Data entries =>
=======

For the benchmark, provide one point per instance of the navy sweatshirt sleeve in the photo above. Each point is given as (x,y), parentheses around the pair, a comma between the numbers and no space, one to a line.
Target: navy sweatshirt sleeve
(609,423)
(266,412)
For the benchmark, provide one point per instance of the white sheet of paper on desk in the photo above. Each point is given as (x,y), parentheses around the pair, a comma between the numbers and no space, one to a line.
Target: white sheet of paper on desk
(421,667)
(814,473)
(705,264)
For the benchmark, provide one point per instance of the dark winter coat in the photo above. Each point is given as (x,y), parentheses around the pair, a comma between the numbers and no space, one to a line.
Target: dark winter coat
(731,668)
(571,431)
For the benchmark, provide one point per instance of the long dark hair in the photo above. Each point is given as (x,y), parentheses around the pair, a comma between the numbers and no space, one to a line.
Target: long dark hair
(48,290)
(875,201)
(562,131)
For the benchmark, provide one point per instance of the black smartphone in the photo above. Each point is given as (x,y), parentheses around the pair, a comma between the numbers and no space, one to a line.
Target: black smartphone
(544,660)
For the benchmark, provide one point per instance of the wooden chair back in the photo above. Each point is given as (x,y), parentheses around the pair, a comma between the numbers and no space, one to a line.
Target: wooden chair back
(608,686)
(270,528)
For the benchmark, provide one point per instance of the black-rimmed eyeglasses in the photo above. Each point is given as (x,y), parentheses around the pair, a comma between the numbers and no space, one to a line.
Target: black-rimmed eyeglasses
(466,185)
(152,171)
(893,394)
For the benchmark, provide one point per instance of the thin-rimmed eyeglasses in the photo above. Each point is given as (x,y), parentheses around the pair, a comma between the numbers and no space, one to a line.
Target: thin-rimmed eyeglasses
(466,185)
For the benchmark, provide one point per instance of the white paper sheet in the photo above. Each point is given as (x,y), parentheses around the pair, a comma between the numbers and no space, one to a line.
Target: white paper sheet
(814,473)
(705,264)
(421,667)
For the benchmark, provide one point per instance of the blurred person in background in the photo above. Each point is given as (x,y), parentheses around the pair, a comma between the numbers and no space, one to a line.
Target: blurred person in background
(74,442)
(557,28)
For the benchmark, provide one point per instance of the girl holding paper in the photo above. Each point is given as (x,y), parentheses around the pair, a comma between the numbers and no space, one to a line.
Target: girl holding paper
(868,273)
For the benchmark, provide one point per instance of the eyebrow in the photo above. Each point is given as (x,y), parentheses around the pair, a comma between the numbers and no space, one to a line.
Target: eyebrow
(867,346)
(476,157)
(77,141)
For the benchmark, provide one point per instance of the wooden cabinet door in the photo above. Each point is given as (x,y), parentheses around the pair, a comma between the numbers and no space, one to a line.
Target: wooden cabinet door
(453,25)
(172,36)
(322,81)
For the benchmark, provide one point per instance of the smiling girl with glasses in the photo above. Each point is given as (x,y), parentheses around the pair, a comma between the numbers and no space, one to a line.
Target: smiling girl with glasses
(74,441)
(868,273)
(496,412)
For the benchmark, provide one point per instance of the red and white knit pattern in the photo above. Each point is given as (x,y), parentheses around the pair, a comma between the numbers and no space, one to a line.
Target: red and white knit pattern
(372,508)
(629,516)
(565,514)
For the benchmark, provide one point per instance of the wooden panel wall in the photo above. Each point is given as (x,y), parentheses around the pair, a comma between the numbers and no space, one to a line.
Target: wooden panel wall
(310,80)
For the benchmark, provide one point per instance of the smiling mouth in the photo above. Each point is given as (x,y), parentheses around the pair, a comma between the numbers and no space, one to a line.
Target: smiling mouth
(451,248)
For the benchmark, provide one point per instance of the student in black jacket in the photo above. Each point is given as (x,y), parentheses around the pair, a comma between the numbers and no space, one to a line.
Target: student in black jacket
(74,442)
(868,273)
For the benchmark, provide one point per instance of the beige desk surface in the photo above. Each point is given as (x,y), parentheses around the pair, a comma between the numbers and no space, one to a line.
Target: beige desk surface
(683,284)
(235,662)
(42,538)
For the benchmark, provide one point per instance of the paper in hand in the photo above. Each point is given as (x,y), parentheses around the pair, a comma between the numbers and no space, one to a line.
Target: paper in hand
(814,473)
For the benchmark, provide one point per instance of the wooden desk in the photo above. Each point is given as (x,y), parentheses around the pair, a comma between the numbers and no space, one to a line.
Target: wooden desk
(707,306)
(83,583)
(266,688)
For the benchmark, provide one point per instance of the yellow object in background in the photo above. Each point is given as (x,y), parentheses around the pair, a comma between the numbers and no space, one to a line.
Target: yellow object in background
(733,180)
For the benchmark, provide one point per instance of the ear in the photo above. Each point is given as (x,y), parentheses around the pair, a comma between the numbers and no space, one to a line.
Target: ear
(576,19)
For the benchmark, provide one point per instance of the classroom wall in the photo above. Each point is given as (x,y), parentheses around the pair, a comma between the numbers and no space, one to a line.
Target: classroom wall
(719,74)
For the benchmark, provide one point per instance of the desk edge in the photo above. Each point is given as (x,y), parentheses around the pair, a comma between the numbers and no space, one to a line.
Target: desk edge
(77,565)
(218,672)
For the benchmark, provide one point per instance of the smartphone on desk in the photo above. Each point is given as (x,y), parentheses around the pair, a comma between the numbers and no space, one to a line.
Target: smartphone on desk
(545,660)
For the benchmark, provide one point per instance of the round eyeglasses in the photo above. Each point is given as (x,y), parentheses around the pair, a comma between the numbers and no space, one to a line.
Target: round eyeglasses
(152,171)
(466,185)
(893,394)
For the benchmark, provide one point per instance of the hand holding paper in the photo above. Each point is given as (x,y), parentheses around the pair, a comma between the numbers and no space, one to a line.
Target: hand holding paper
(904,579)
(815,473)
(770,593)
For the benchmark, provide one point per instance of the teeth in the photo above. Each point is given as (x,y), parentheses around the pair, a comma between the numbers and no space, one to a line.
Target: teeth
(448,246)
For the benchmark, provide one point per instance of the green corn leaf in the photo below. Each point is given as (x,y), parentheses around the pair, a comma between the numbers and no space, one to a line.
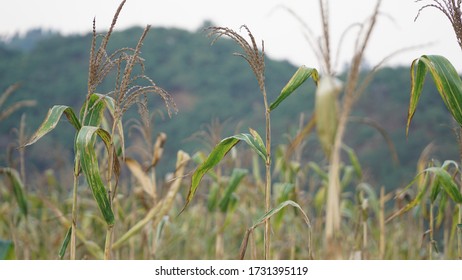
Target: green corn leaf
(91,113)
(89,162)
(446,80)
(296,81)
(254,141)
(66,241)
(18,188)
(7,250)
(95,107)
(236,177)
(447,183)
(219,152)
(212,199)
(214,158)
(52,119)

=======

Leaving out every picture, copy exactly the lines from the one that contains "For the benchmark, provide one point per instance of the teeth" through the end of the entries above.

Result =>
For the benchmark, provide one point per instance of the teeth in the photo above. Each point is given as (x,y), parentheses around the pair, a comma between the numbers and no space, one to a line.
Target: teeth
(448,246)
For the benchmark, provide one point per instance of the green corn leaf in the photo below. Each point is given as (x,y), parentheses around the pair, a comma between the numbers and no space, one to a line.
Target: green corn leaf
(91,113)
(89,162)
(446,80)
(296,81)
(254,141)
(66,241)
(18,188)
(7,250)
(95,107)
(236,177)
(447,183)
(219,152)
(212,199)
(214,158)
(52,119)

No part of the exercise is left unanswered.